▸ **EXCERPT TO READ**:
▶

I will admit, this was a hard question for me too.

I had never used the Array map method before, and I realized after playing with it a bit that the implementation is pretty tricky, which is likely what is causing most of the confusion with function X.

 

Anyway, I'll do my best to answer your question, but I may end up telling you a bunch of things you already know and not really answer the question, in which case, please tell me.

 

For starters, I think the dude's code is a bit too abbreviated and hard to read, so let's start by cleaning it up a bit. The following is how I'd write the same code:

 

function X(css) {

 // Part 1

 function el(id) {

   return document.getElementById(id);

 }

 function tags(elm) {

   return document.getElementsByTagName(elm);

 }

 // Part 2

 var out = [];

 if (css[0] === '#') {

   out.push(el(css.slice(1)));

 } else {

   out = out.concat([].slice.call(tags(css)));

 }

 // Part 3

 var meths = {

   hide: function (a) {

     a.style.display = 'none';

   },

   show: function (a) {

     a.style.display = '';

   },

   remove: function (a) {

     a.parentNode.removeChild(a);

   },

   color: function (a) {

     a.style.color = this || a.style.color;

   },

   size: function (a) {

     a.style.fontSize = this || a.style.fontSize;

   }

 };

 // Part 4

 for (var meth in meths) {

   (function (n, m) {

     out[n] = function (x) {

       out.map(m, x);

       return out;

     }; // The original coder forgot this semicolon.

   }(meth, meths[meth]));

 }

}

 

I basically just spaced things out a bit more, adding an extra set of brackets to the for-in loop, etc. Also, I divided the code up into four parts, as marked by my comments. Lastly, the original coder forgot a semicolon at the end of the anonymous function assigned to out[n] in the for-in loop, which I added.

◀

▸ **EXTRACTED ENTRIES**:
▶

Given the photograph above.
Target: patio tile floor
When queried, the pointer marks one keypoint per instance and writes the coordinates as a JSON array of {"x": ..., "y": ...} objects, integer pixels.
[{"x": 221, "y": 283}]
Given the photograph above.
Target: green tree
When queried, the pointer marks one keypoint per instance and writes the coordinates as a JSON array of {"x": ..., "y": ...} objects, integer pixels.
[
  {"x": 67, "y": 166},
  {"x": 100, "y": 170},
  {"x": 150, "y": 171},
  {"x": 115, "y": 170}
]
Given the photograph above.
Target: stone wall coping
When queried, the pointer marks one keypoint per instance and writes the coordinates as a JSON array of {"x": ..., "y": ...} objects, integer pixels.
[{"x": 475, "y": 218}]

◀

▸ **SET TASKS**:
**1.** From the post about function X above, list the names of the methods defined in the meths object.
**2.** Translate this sentence from the post about function X into Spanish: "For starters, I think the dude's code is a bit too abbreviated and hard to read, so let's start by cleaning it up a bit."

▸ **RESPONSES TO THE EXERCISE**:
**1.** hide, show, remove, color, size

**2.** Para empezar, creo que el código del tipo es un poco demasiado abreviado y difícil de leer, así que empecemos por limpiarlo un poco.